## AIM OF THE TASK
Copy out everything in the material below, word for word, from the line containing "The function indicates a point for each instance of the man's" down to the very end.

● ● ● ●

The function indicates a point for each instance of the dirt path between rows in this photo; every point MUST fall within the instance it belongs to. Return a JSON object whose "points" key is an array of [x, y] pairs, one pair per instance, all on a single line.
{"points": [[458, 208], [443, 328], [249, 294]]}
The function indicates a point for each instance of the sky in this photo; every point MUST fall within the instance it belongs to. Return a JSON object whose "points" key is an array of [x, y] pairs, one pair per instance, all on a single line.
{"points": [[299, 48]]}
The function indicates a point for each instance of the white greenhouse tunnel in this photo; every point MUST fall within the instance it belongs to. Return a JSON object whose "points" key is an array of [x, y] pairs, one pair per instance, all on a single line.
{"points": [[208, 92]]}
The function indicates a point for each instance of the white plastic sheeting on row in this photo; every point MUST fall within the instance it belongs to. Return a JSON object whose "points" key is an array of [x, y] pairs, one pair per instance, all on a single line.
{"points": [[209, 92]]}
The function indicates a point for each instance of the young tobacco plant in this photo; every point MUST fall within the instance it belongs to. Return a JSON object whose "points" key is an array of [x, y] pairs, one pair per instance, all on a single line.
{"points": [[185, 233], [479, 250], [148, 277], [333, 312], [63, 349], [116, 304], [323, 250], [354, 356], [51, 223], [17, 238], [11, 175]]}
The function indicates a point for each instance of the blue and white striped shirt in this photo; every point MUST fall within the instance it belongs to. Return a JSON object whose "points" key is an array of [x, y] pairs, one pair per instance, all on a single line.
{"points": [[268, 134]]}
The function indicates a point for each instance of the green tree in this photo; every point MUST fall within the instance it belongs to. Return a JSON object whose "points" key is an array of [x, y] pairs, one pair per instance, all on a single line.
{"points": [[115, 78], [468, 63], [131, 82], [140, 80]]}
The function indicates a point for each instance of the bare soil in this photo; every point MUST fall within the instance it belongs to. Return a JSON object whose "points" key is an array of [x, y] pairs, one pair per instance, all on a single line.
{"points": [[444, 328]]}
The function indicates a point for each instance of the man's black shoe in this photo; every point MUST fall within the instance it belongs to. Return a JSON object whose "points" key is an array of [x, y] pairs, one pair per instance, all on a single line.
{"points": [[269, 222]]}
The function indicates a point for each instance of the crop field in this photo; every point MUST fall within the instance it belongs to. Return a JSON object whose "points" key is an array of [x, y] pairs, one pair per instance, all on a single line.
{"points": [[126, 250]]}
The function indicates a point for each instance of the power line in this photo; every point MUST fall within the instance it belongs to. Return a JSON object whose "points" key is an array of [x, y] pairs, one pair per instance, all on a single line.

● ● ● ●

## WRITTEN ANSWER
The function indicates a point for each instance of the man's black shoe in this photo; every point MUST fall within the instance it belongs to. Return a JSON object whose "points" key is an array of [x, y] pairs, one pair per instance, all on a single line.
{"points": [[269, 222]]}
The function indicates a point for each instance of the crop field in this photo; every point MUST fall within the instance it belongs to. Return a JSON object whose "points" key is an array of [x, y] pairs, one pair per instance, all on a single line.
{"points": [[126, 250]]}
The function indicates a point for each instance of the power line in this photo; every point MUST fall within the instance it belongs to. Return a JSON object whose "points" key is an array of [x, y] pairs, one pair per instance, all on a single line.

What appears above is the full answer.